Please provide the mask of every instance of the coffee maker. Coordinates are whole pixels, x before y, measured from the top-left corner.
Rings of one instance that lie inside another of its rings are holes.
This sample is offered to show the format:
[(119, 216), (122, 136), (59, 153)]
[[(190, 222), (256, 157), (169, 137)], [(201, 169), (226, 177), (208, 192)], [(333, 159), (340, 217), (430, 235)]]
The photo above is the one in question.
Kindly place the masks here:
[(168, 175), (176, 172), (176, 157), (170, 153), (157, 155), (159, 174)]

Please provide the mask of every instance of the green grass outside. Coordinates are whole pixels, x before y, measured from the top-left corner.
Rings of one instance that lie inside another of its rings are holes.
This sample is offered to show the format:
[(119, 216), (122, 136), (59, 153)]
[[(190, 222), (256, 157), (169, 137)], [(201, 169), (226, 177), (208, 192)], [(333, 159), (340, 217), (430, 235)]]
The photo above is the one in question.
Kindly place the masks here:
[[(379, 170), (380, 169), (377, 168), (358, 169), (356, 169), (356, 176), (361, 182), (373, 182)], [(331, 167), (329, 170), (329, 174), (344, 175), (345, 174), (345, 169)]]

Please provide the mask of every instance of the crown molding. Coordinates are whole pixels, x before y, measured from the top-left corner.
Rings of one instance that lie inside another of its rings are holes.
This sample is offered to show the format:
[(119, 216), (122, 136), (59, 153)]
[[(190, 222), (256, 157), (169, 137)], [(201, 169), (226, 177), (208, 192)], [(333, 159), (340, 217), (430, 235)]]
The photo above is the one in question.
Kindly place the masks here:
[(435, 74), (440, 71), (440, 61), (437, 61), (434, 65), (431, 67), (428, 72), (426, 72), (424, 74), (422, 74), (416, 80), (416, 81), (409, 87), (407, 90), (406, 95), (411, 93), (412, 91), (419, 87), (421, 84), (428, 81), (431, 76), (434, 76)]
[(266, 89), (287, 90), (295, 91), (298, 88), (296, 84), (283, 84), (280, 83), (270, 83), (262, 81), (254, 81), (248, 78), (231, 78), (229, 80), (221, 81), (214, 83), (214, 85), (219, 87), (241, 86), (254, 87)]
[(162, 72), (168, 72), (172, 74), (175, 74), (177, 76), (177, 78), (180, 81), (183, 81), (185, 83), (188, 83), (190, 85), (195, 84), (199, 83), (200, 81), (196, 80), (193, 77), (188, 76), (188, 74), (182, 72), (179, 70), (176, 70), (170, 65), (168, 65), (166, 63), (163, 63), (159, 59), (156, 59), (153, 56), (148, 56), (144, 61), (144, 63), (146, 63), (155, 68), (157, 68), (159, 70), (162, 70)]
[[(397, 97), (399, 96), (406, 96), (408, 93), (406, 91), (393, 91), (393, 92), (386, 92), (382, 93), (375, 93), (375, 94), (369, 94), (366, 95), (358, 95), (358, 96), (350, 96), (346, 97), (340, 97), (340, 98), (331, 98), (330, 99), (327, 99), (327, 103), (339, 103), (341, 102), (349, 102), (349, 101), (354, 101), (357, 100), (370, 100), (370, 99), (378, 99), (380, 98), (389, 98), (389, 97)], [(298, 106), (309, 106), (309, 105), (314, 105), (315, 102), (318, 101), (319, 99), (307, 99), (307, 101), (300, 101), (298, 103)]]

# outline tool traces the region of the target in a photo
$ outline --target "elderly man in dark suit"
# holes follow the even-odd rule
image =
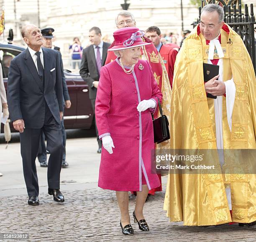
[[[52,33],[54,32],[54,30],[52,28],[46,28],[41,30],[41,33],[43,36],[43,47],[46,48],[53,49],[52,46],[52,40],[54,36]],[[57,49],[58,48],[59,49]],[[69,108],[71,106],[71,102],[69,94],[69,91],[66,82],[65,75],[63,71],[63,63],[62,63],[62,58],[61,54],[59,52],[60,48],[56,46],[54,48],[54,50],[58,50],[58,53],[61,63],[61,79],[62,79],[62,89],[63,90],[63,98],[64,102],[63,102],[63,114],[64,114],[64,109],[66,107],[67,108]],[[64,149],[63,151],[63,155],[62,156],[62,168],[67,168],[69,166],[68,163],[66,160],[66,141],[67,139],[67,135],[65,127],[64,126],[64,120],[63,119],[61,121],[61,133],[63,141],[63,146]],[[37,158],[40,163],[40,166],[42,167],[47,167],[48,166],[47,161],[47,153],[46,146],[44,140],[45,137],[44,132],[42,131],[41,138],[39,144],[39,147],[38,151]]]
[[[91,99],[93,111],[95,111],[95,101],[100,79],[100,68],[105,64],[108,49],[110,44],[102,41],[101,32],[97,27],[93,27],[89,30],[89,37],[92,45],[83,50],[80,75],[88,83],[89,98]],[[99,139],[96,122],[95,126],[99,145],[97,152],[101,153],[102,142]]]
[[[41,47],[40,30],[33,25],[22,28],[28,48],[11,62],[8,83],[8,102],[15,129],[20,132],[20,151],[29,205],[39,204],[35,160],[42,130],[51,152],[47,173],[48,193],[64,202],[59,190],[63,152],[61,120],[63,91],[59,55]]]

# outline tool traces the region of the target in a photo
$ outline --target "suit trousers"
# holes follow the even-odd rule
[[[47,171],[48,187],[49,188],[59,189],[64,149],[61,126],[54,119],[46,103],[45,106],[43,126],[41,129],[26,128],[23,133],[20,133],[23,172],[29,196],[38,196],[39,193],[35,161],[42,131],[47,141],[46,149],[51,153]]]
[[[92,103],[92,106],[93,109],[93,111],[95,113],[95,101],[96,99],[91,99],[91,102]],[[96,135],[97,136],[97,141],[98,141],[98,144],[99,145],[99,148],[101,148],[102,146],[102,141],[99,139],[99,133],[98,132],[98,129],[97,129],[97,125],[96,123],[96,119],[95,119],[95,115],[94,116],[94,122],[95,123],[95,129],[96,132]]]
[[[64,110],[64,109],[63,109]],[[63,111],[63,116],[64,116],[64,111]],[[66,141],[67,140],[67,134],[66,130],[64,126],[64,119],[61,121],[61,134],[62,135],[62,138],[63,141],[63,155],[62,156],[62,161],[66,161]],[[45,145],[45,136],[44,134],[44,131],[42,131],[41,133],[41,136],[40,137],[40,141],[39,142],[39,149],[38,149],[38,154],[37,154],[37,158],[39,162],[42,162],[44,161],[46,161],[47,160],[46,148]]]

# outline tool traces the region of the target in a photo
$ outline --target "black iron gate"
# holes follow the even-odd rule
[[[254,24],[256,23],[253,4],[250,5],[249,15],[247,4],[244,5],[244,13],[242,12],[241,0],[202,0],[201,7],[199,7],[199,16],[197,21],[192,24],[193,28],[200,21],[202,8],[208,3],[217,3],[223,7],[224,22],[241,36],[250,54],[255,71]]]

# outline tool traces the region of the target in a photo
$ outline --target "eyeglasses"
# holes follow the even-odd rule
[[[122,21],[120,23],[118,23],[118,25],[120,26],[124,26],[125,23],[126,23],[128,25],[129,25],[133,23],[133,21],[132,20],[125,20],[125,21]]]
[[[210,29],[213,29],[215,25],[213,24],[205,24],[204,23],[201,23],[201,22],[199,22],[199,25],[201,28],[205,28],[205,26],[207,26]]]

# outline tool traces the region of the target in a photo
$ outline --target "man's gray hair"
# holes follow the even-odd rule
[[[212,13],[216,11],[219,15],[219,22],[220,23],[224,21],[224,10],[222,7],[219,5],[215,4],[214,3],[210,3],[205,5],[201,11],[201,14],[203,12],[207,12],[208,13]]]
[[[118,25],[118,22],[117,19],[118,18],[118,17],[120,15],[124,16],[125,17],[131,17],[131,19],[133,21],[135,21],[135,19],[134,19],[134,16],[133,16],[133,15],[132,13],[129,12],[129,11],[127,11],[127,10],[123,10],[123,11],[120,12],[120,13],[118,13],[117,15],[117,16],[115,18],[115,25],[116,25],[116,26],[117,26]]]

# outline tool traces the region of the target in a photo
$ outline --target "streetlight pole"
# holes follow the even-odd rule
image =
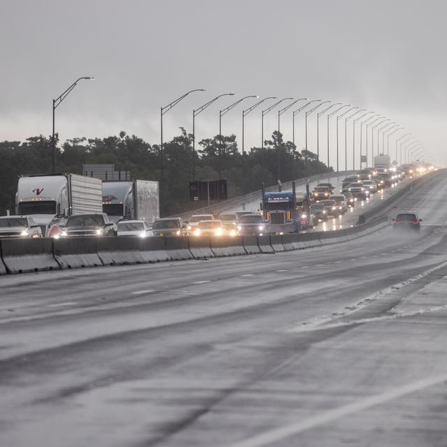
[[[290,109],[291,107],[292,107],[292,105],[293,105],[294,104],[296,104],[298,101],[307,101],[308,99],[309,99],[308,98],[300,98],[299,99],[297,99],[296,101],[294,101],[293,103],[291,103],[290,104],[288,104],[288,105],[286,105],[286,107],[284,107],[284,108],[278,110],[278,132],[280,131],[279,131],[279,117],[281,117],[281,115],[285,112],[286,112],[287,110],[288,110],[288,109]]]
[[[387,155],[390,155],[390,137],[393,135],[396,132],[398,132],[399,131],[402,131],[404,129],[404,128],[399,126],[397,129],[395,129],[390,133],[388,133],[388,131],[387,131],[386,132],[388,133],[388,135],[386,135],[386,154]],[[391,129],[389,129],[389,130],[391,131]],[[395,160],[395,162],[397,163],[397,160]]]
[[[399,137],[399,138],[396,138],[396,152],[395,152],[395,160],[396,161],[397,161],[397,143],[401,140],[403,140],[404,138],[409,136],[410,135],[411,135],[411,133],[406,133],[405,135],[402,135],[402,137]],[[400,165],[402,164],[402,152],[400,154],[400,163],[399,163]]]
[[[345,107],[351,107],[351,104],[345,104],[339,107],[336,110],[328,114],[328,168],[329,168],[329,120],[331,117],[334,116],[336,113],[338,113],[342,109]],[[338,121],[337,121],[338,123]],[[337,170],[338,171],[338,125],[337,126]]]
[[[327,107],[324,110],[316,112],[316,159],[317,161],[318,161],[318,172],[320,170],[320,117],[328,112],[329,109],[331,109],[332,107],[335,107],[336,105],[341,105],[341,104],[342,103],[335,103],[334,104],[331,104],[329,107]],[[329,114],[328,114],[328,126],[329,126]],[[328,129],[328,135],[329,135],[329,129]],[[328,169],[329,169],[329,138],[328,138]]]
[[[195,89],[194,90],[190,90],[187,91],[184,95],[179,96],[177,99],[173,101],[172,103],[168,104],[168,105],[165,105],[164,107],[160,108],[160,184],[159,184],[159,193],[160,193],[160,200],[163,203],[163,115],[169,112],[175,105],[177,105],[182,99],[186,98],[189,94],[193,93],[193,91],[205,91],[205,89]],[[193,146],[194,142],[193,141]],[[193,166],[194,166],[194,152],[193,149]],[[193,180],[194,179],[193,176]]]
[[[352,129],[352,133],[353,133],[353,149],[352,149],[352,153],[353,153],[352,166],[353,166],[353,168],[353,168],[353,170],[356,169],[356,123],[359,119],[361,119],[362,118],[364,118],[365,117],[366,117],[367,115],[371,115],[372,113],[374,113],[374,112],[367,112],[366,113],[364,113],[361,117],[359,117],[358,118],[356,118],[353,121],[353,129]],[[369,118],[371,118],[371,117],[369,117]],[[362,126],[363,126],[363,123],[362,122],[360,122],[360,170],[362,170]]]
[[[344,169],[345,170],[348,170],[348,143],[347,143],[347,138],[346,138],[348,122],[349,121],[349,119],[355,117],[356,115],[358,115],[360,112],[365,112],[365,110],[366,109],[359,109],[358,110],[357,110],[357,112],[354,112],[354,113],[349,115],[349,117],[346,117],[344,119]],[[356,138],[355,127],[356,126],[354,126],[354,133],[353,133],[353,139],[354,140]],[[353,170],[356,169],[355,165],[353,166],[352,168],[353,168]]]
[[[245,154],[245,152],[244,149],[244,120],[245,117],[250,113],[250,112],[254,110],[254,109],[256,108],[256,107],[258,107],[258,105],[259,105],[259,104],[261,104],[261,103],[263,103],[265,101],[267,101],[268,99],[277,99],[277,96],[268,96],[267,98],[264,98],[264,99],[261,99],[260,101],[257,102],[256,104],[254,104],[251,107],[249,108],[248,109],[246,109],[245,110],[242,110],[242,156]]]
[[[262,142],[261,142],[261,150],[262,156],[263,156],[263,180],[264,177],[264,170],[265,168],[265,155],[264,154],[264,117],[269,112],[270,112],[270,110],[272,110],[277,105],[278,105],[278,104],[280,104],[283,101],[287,101],[288,99],[293,99],[293,98],[283,98],[282,99],[280,99],[279,101],[277,101],[274,104],[272,104],[270,107],[267,108],[265,110],[262,110],[262,112],[261,112],[262,117],[261,117],[261,133]],[[279,165],[278,166],[278,170],[279,171],[281,170],[281,166],[279,166]],[[279,173],[279,176],[281,176],[280,173]]]
[[[248,96],[244,96],[241,98],[240,100],[233,103],[233,104],[230,104],[228,107],[226,107],[224,109],[219,111],[219,164],[220,166],[220,158],[221,158],[221,149],[220,147],[222,145],[222,117],[228,113],[231,109],[234,108],[237,105],[237,104],[242,103],[244,99],[247,98],[259,98],[259,96],[256,95],[249,95]],[[242,152],[243,154],[243,152]],[[220,175],[219,177],[220,178]]]
[[[196,158],[196,117],[199,115],[199,113],[202,113],[205,109],[210,107],[214,101],[217,101],[219,98],[222,96],[233,96],[234,93],[224,93],[221,95],[219,95],[215,98],[213,98],[207,103],[203,104],[203,105],[200,105],[198,109],[193,110],[193,166],[192,166],[192,175],[193,175],[193,180],[196,177],[196,170],[195,170],[195,158]],[[220,166],[220,152],[221,152],[221,147],[220,145],[219,146],[219,158],[217,160],[218,162],[218,171],[219,171],[219,178],[221,178],[221,166]]]
[[[369,117],[369,118],[367,118],[365,121],[361,121],[360,122],[360,170],[362,169],[362,131],[363,131],[363,124],[366,124],[366,127],[365,127],[365,157],[366,157],[366,163],[365,163],[365,168],[368,167],[368,126],[369,125],[369,124],[371,123],[368,123],[369,121],[371,121],[372,119],[374,119],[374,118],[376,118],[376,119],[374,119],[374,121],[372,122],[374,122],[375,121],[376,121],[377,119],[379,119],[379,118],[377,117],[380,117],[380,115],[379,113],[377,113],[376,115],[373,115],[372,117]]]
[[[368,127],[369,127],[369,126],[371,126],[371,155],[372,155],[372,160],[374,159],[374,126],[373,124],[375,122],[377,122],[379,119],[381,119],[382,118],[384,118],[384,117],[381,117],[380,115],[379,116],[378,118],[376,118],[374,121],[372,121],[370,123],[368,123],[366,125],[366,129],[365,129],[365,131],[366,131],[366,166],[367,168],[368,167]]]
[[[55,111],[57,106],[67,97],[69,93],[76,87],[78,82],[79,81],[82,80],[83,79],[88,80],[94,80],[94,78],[92,76],[82,76],[82,78],[78,78],[66,90],[65,90],[61,95],[59,95],[56,99],[53,99],[53,131],[52,136],[51,138],[52,140],[52,157],[51,157],[51,168],[52,173],[54,173],[54,170],[56,168],[56,140],[54,138],[54,122],[55,122]]]
[[[323,105],[323,104],[328,104],[329,103],[330,103],[330,101],[323,101],[323,102],[321,102],[319,104],[317,104],[316,105],[315,105],[314,107],[313,107],[310,110],[306,110],[305,112],[305,136],[306,136],[306,149],[305,149],[305,166],[306,167],[306,168],[307,168],[307,117],[309,115],[310,115],[314,110],[316,110],[316,109],[318,108],[318,107],[321,107],[321,105]],[[316,119],[317,122],[317,125],[318,125],[318,117]],[[317,145],[318,145],[318,127],[317,127]],[[318,156],[317,156],[318,158]]]
[[[299,109],[296,110],[293,110],[292,113],[292,142],[293,143],[293,163],[292,163],[292,178],[295,179],[295,154],[296,152],[296,145],[295,144],[295,117],[296,117],[301,110],[304,110],[308,105],[310,105],[312,103],[318,103],[321,100],[321,99],[313,99],[312,101],[309,101],[307,104],[305,104]]]
[[[350,109],[348,109],[346,112],[344,112],[343,113],[342,113],[342,115],[339,115],[337,117],[337,172],[339,172],[339,150],[338,150],[338,122],[340,120],[341,118],[343,118],[343,117],[344,117],[345,115],[349,113],[349,112],[351,112],[351,110],[355,110],[356,109],[358,109],[358,107],[351,107]],[[345,134],[344,134],[344,139],[345,139],[345,142],[346,142],[346,126],[345,126]],[[347,157],[346,157],[346,160],[347,160]]]

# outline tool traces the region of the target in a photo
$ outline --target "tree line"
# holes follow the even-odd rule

● ● ● ●

**WHAT YOU SHOULD DO:** Rewrite the stretch of the records above from the start through the line containing "174), (345, 169)]]", replacing "sample" with "example" and keeping everything else the same.

**RESPONSE:**
Please provide the mask of every instance of the coffee maker. Coordinates are whole pixels, x before y, measured from the top-left corner.
Rings of one instance that lie inside another of its rings are holes.
This example is offered to show the format:
[(119, 216), (122, 136), (59, 153)]
[[(190, 222), (256, 157), (169, 137)], [(201, 169), (226, 177), (208, 192)], [(333, 159), (340, 217), (430, 235)]]
The photo above is the one in question.
Kindly place the masks here:
[(168, 175), (176, 172), (176, 157), (170, 153), (157, 155), (159, 174)]

Please provide the mask of every instance of the green grass outside. Coordinates are whole pixels, x before y, measured from the top-left corner.
Rings of one instance that lie inside another of its rings are holes.
This example is offered to show the format:
[(119, 216), (122, 136), (59, 153)]
[[(190, 222), (256, 157), (169, 137)], [(201, 169), (226, 177), (208, 192)], [(333, 159), (340, 217), (430, 235)]]
The photo above is the one in question.
Kindly place the masks here:
[[(379, 170), (380, 169), (377, 168), (358, 169), (356, 169), (356, 176), (361, 182), (373, 182)], [(331, 167), (329, 170), (329, 174), (344, 175), (345, 174), (345, 169)]]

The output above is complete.